◆ **TASK DIRECTIONS**: In the listing that follows, the lines starting at the one containing "In the photo above, where can the player's" and ending at the one containing "In the photo above, where can the blue socks" are to be returned exactly, both boundary lines included, and no others.

◆ **SUPPLIED INFORMATION**:
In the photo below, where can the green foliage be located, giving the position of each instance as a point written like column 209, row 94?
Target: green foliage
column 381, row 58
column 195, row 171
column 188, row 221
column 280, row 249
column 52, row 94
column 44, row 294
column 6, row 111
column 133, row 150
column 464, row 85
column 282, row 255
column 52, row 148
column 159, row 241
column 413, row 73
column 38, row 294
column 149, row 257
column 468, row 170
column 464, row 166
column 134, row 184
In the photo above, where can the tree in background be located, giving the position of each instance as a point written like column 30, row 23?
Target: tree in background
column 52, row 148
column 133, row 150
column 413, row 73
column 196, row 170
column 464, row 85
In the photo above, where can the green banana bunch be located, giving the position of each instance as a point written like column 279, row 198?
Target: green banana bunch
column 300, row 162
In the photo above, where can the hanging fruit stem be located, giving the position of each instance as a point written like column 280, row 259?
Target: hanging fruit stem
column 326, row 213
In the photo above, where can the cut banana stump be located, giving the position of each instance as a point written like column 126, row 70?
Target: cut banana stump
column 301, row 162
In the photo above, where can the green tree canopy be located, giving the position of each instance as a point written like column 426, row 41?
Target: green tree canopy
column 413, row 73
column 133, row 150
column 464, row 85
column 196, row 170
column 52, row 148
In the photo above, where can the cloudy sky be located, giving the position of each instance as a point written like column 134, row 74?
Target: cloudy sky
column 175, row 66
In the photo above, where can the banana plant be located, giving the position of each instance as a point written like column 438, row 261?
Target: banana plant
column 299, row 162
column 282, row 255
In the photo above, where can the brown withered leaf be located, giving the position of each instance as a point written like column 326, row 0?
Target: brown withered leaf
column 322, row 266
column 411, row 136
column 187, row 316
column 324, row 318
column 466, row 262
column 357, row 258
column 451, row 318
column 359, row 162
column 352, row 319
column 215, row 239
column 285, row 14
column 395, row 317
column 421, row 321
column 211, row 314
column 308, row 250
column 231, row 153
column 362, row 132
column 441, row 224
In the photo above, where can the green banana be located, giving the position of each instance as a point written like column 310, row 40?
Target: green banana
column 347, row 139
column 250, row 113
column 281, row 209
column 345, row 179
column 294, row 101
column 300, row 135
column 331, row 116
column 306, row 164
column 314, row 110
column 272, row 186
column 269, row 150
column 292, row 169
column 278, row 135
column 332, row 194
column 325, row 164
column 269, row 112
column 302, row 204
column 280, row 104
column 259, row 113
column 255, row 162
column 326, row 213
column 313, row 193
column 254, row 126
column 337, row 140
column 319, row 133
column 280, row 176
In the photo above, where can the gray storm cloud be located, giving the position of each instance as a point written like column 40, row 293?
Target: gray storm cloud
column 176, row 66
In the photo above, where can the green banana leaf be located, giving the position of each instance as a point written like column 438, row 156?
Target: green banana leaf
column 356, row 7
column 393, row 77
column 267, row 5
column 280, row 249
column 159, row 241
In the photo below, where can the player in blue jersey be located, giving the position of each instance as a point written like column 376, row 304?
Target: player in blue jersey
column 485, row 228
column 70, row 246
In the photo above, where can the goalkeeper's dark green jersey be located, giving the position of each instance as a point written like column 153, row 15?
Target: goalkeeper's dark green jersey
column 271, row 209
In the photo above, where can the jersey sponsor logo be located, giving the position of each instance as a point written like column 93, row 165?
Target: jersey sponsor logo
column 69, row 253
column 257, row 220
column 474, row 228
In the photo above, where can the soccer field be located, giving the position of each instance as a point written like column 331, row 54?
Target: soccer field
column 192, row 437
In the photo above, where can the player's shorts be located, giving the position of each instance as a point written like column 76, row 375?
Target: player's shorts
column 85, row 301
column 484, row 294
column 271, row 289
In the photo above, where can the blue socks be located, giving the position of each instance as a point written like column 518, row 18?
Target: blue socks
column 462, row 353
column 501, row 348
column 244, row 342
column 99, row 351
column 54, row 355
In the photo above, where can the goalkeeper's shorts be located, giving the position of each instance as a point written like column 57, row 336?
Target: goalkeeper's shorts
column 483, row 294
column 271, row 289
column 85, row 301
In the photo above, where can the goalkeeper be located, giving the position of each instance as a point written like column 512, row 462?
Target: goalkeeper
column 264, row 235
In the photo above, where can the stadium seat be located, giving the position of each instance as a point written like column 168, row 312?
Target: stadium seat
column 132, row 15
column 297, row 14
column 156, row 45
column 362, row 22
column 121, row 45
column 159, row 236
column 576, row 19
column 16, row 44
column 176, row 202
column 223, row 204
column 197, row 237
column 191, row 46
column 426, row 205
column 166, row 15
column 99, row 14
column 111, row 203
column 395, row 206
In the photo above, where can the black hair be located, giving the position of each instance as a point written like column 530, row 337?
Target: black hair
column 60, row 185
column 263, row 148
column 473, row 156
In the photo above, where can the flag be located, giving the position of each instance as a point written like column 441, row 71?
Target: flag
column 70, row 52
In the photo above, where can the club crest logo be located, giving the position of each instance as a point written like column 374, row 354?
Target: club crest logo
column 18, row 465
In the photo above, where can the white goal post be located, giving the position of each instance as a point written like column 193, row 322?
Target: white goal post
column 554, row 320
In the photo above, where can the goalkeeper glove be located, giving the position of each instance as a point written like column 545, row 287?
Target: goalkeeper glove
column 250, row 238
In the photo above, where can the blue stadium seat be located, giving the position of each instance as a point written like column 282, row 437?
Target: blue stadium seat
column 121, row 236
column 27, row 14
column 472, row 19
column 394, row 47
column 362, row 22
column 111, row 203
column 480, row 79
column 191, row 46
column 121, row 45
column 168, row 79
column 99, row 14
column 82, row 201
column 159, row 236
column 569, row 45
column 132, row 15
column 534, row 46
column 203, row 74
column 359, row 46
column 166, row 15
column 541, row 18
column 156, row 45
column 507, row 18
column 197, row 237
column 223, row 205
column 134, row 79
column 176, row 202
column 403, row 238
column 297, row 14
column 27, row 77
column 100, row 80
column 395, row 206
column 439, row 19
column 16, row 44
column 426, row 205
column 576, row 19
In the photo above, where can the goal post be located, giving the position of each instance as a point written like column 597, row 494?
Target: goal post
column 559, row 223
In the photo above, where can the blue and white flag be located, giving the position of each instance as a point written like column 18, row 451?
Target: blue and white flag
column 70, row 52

◆ **TASK OUTPUT**:
In the photo above, where can the player's shorts be located, giving the position of each instance as a point written like column 76, row 375?
Target: player's shorts
column 85, row 301
column 484, row 294
column 271, row 289
In the photo above, where can the blue socks be located, giving the position of each instance as a point written like column 518, row 18?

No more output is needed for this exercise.